# Be honest - who's started studying for the April '11 exam?



## ptatohed (Dec 9, 2010)

I told myself I'd take a few weeks off after the Oct '10 exam and then hit the books again. Well, it's now been 5+ weeks and I honestly haven't made nearly as much progress as planned. I have studied maybe 2-3 times for 1-2 hours each time for the CA Seismic (which I know I didn't pass), but that's it. I probably passed CA Surveying so I won't be touching that and there is a slight possibility I passed the 8-hour so I might wait for the results before I study for that. But I really do need to get back on the Seismic.

Just curious - how are you guys doing study-wise? :reading:


----------



## willsee (Dec 9, 2010)

I haven't even registered for the April 2011 exam yet

I've ordered study materials though


----------



## Dexman PE (Dec 9, 2010)

I have not even thought about studying... oh wait.


----------



## FusionWhite (Dec 9, 2010)

ptatohed said:


> I told myself I'd take a few weeks off after the Oct '10 exam and then hit the books again. Well, it's now been 5+ weeks and I honestly haven't made nearly as much progress as planned. I have studied maybe 2-3 times for 1-2 hours each time for the CA Seismic (which I know I didn't pass), but that's it. I probably passed CA Surveying so I won't be touching that and there is a slight possibility I passed the 8-hour so I might wait for the results before I study for that. But I really do need to get back on the Seismic.
> Just curious - how are you guys doing study-wise? :reading:



I wouldnt waste my time studying yet. Even if I didnt pass I feel like I was well prepared for the test. I would brush up on the stuff I feel like I missed and review the stuff I felt good about. The few extra weeks I would gain by studying while waiting for results would just be added stress I dont need.

Screw studying and enjoy your Christmas.


----------



## Eddierizzle (Dec 9, 2010)

I'm not cracking open Lindeburg nor dropping another 300 for the PE exam until I get my results.


----------



## TheSerg (Dec 9, 2010)

I started going thru the Survey book since that's what I found toughest for the California exam.. :holyness: that I did alright on the Seismic Principles since that's where I felt most conficent getting out.


----------



## navyasw02 (Dec 10, 2010)

FusionWhite said:


> ptatohed said:
> 
> 
> > I told myself I'd take a few weeks off after the Oct '10 exam and then hit the books again. Well, it's now been 5+ weeks and I honestly haven't made nearly as much progress as planned. I have studied maybe 2-3 times for 1-2 hours each time for the CA Seismic (which I know I didn't pass), but that's it. I probably passed CA Surveying so I won't be touching that and there is a slight possibility I passed the 8-hour so I might wait for the results before I study for that. But I really do need to get back on the Seismic.
> ...


+1, the exam was pretty much a crapshoot. I studied for everything and the stuff I spent the most time wasn't even on there. I still think I did fine.


----------



## Ambrug20 (Dec 10, 2010)

═══

- [GOALS]:
1. In the forum thread, what does Eddierizzle say he will hold off on until he gets his results?
2. Reproduce everything in the forum thread from "I started going" down to "navyasw02 (Dec 10, 2010)".

- [DATA EXCERPT]:
═══

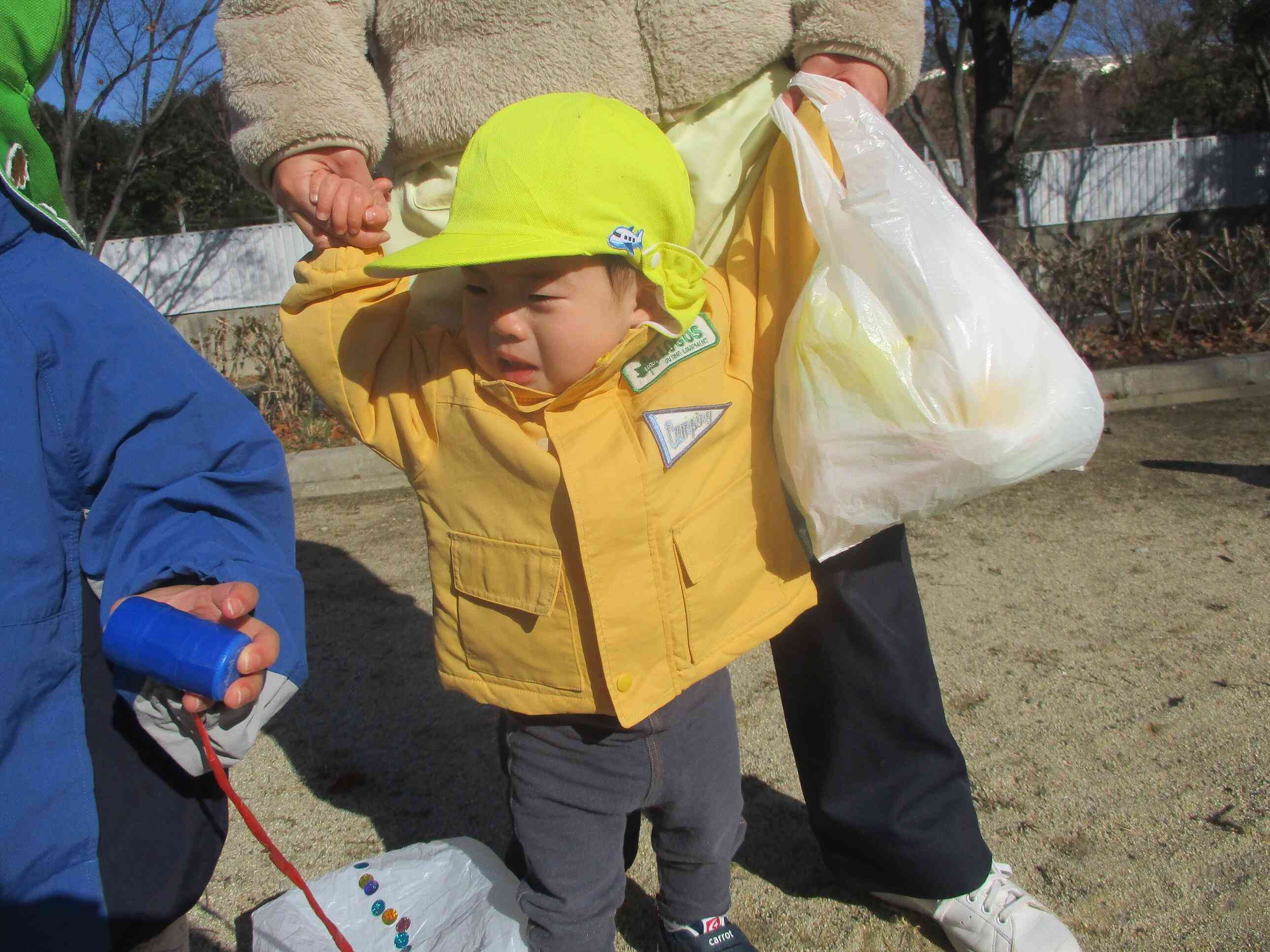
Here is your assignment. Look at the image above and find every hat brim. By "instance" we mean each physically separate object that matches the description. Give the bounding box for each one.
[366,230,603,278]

═══

- [TASK RESPONSES]:
1. Opening Lindeburg and spending another 300 for the PE exam.

2.
I started going thru the Survey book since that's what I found toughest for the California exam.. :holyness: that I did alright on the Seismic Principles since that's where I felt most conficent getting out.


----------



## navyasw02 (Dec 10, 2010)